-------- The records
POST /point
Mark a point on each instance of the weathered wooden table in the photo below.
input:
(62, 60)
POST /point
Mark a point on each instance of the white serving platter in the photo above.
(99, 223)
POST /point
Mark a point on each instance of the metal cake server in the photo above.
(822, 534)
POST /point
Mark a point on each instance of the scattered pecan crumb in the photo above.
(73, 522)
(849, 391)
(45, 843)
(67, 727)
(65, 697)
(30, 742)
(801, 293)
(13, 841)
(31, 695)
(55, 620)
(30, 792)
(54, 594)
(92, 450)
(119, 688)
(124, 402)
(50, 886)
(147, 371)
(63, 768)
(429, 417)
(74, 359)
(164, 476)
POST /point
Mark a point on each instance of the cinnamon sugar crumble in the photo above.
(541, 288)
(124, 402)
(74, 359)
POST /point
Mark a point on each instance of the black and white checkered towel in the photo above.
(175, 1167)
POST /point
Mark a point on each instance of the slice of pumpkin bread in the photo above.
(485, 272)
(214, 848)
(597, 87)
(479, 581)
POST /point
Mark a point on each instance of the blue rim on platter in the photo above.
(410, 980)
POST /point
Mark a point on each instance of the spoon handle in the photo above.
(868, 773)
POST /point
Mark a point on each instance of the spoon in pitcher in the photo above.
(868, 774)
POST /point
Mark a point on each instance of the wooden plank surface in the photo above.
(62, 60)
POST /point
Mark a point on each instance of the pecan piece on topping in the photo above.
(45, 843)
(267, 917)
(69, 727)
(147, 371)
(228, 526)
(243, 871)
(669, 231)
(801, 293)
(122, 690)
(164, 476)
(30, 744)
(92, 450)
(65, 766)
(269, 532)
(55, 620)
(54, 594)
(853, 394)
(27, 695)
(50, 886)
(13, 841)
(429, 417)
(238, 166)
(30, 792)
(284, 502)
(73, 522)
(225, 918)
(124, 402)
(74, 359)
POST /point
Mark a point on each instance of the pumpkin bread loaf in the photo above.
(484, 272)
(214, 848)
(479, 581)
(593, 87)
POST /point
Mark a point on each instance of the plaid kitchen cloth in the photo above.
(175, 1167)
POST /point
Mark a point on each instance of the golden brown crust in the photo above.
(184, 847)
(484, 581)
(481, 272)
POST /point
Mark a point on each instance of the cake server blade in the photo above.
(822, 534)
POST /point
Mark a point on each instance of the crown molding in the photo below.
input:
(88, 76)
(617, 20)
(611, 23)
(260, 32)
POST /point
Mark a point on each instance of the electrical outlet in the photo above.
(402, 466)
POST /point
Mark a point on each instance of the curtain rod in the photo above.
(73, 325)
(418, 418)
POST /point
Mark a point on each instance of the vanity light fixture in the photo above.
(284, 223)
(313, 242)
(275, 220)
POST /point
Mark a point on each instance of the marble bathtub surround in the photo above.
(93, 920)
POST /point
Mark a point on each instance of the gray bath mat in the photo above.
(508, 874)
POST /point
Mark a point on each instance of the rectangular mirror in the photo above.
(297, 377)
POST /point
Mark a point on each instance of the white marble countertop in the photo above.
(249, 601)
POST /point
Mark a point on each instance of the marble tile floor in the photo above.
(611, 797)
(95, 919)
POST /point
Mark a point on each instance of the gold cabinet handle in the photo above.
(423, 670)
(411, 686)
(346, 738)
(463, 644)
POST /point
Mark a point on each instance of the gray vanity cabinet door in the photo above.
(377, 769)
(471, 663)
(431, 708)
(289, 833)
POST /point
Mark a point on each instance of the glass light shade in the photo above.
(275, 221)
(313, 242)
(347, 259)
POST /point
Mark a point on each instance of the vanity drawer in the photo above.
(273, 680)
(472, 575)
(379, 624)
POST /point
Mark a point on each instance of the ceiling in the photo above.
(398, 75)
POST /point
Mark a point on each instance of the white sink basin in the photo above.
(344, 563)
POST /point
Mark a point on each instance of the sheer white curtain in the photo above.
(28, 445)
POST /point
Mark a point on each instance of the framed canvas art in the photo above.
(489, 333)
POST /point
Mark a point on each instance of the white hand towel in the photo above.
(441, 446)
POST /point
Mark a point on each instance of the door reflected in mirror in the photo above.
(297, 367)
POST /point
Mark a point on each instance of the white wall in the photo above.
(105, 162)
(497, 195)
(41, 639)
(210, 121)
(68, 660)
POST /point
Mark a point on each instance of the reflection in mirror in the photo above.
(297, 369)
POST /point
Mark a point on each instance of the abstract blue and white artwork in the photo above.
----------------
- [Problem]
The listing above should be transcribed in full, exactly as written.

- [Expected output]
POST /point
Mark a point on each instance of the weathered wooden table in the photo below.
input:
(62, 60)
POST /point
Mark a point on each instance of the white serving platter in the photo above.
(99, 223)
POST /point
Mark a point on each instance of the metal cake server in the photo above.
(822, 534)
POST /point
Mark a point on each instance of the scattered pecan crumb in the photo above.
(73, 522)
(849, 391)
(45, 843)
(67, 727)
(65, 697)
(30, 742)
(801, 293)
(13, 841)
(31, 695)
(55, 620)
(30, 792)
(54, 594)
(92, 450)
(119, 688)
(124, 402)
(50, 886)
(147, 371)
(63, 768)
(429, 417)
(74, 359)
(164, 476)
POST /point
Mark a point on each instance of the cinnamon sugar crumble in the photo above.
(541, 288)
(124, 402)
(74, 359)
POST /point
Mark a point on each instance of the black and white checkered towel in the photo above.
(175, 1167)
POST /point
Mark a point on each instance of the slice of pumpkin bread in the photo above.
(485, 272)
(214, 848)
(597, 87)
(479, 581)
POST /point
Mark a point on each instance of the blue rim on platter in the photo above.
(410, 980)
POST /point
Mark a point on each instance of the spoon handle in the photo above.
(868, 773)
POST /point
Mark a point on each instance of the spoon in pitcher in the photo above.
(868, 774)
POST /point
Mark a point on each instance of the wooden plank surface in the photo above.
(62, 60)
POST /point
Mark a point on each instance of the pecan piece on topping in the photo above.
(45, 843)
(267, 917)
(69, 727)
(147, 371)
(228, 526)
(243, 871)
(669, 231)
(801, 293)
(122, 690)
(164, 476)
(30, 744)
(92, 450)
(65, 766)
(269, 532)
(55, 620)
(54, 594)
(853, 394)
(27, 695)
(50, 886)
(13, 841)
(429, 417)
(238, 166)
(30, 792)
(284, 502)
(73, 522)
(225, 918)
(124, 402)
(74, 359)
POST /point
Mark a point on each instance of the pumpkin bread loaf in the photo above.
(484, 272)
(214, 848)
(479, 581)
(593, 87)
POST /point
Mark a point on each instance of the plaid kitchen cloth in the photo above.
(175, 1167)
POST /point
Mark a point on each instance of the golden brown crust in the photo above.
(184, 847)
(484, 581)
(481, 272)
POST /point
Mark a point on each instance of the cake server blade in the photo above.
(822, 534)
POST /point
Mark a point on each instance of the crown molding in the photo below.
input:
(88, 76)
(617, 20)
(611, 23)
(260, 32)
POST /point
Mark a point on each instance of the electrical outlet in the photo above.
(402, 466)
POST /point
Mark a point on each instance of the curtain rod in the photo above.
(73, 325)
(418, 418)
POST /point
Mark a point on each instance of the vanity light fixture in the photo above.
(284, 223)
(313, 242)
(275, 220)
POST /point
Mark a point on each instance of the marble bathtub surround in the photo above.
(93, 920)
POST /point
Mark a point on each instance of the gray bath mat in the photo above.
(508, 874)
POST /point
Mark a point on each instance of the rectangular mirror in the photo above.
(297, 377)
POST /point
Mark a point on each instance of the white marble countertop in the photo above.
(249, 601)
POST /point
Mark a point on each instance of the marble tile floor in the photo above.
(611, 797)
(95, 919)
POST /point
Mark a point on each instance of the gold cabinet handle in the photo above.
(423, 670)
(411, 686)
(346, 738)
(463, 644)
POST /point
Mark a point on each instance of the gray vanity cabinet door in the photo above.
(377, 769)
(471, 663)
(431, 708)
(289, 833)
POST /point
Mark a point on each instance of the glass light shade in the photo above.
(275, 221)
(313, 242)
(347, 259)
POST /point
Mark a point on each instance of the vanity drawer in the photo above.
(273, 680)
(472, 575)
(379, 624)
POST /point
Mark a point on each instance of the ceiling in the photo above.
(398, 75)
POST /point
Mark a point on each instance of the white sink basin in the photo above.
(344, 563)
POST /point
Mark a point on each instance of the sheer white curtain in the photo above.
(28, 445)
POST /point
Mark a point on each instance of the framed canvas art in the photo above.
(489, 333)
POST /point
Mark a point on each instance of the white hand towel in the photo above.
(441, 446)
POST /point
Mark a point on each instance of the door reflected in mirror in the photo above.
(297, 367)
POST /point
Mark a point on each instance of the white wall in the photo above.
(105, 162)
(497, 195)
(41, 639)
(210, 121)
(68, 660)
POST /point
Mark a point on each instance of the reflection in mirror in the photo above.
(297, 369)
POST /point
Mark a point on each instance of the abstract blue and white artwork in the photo above.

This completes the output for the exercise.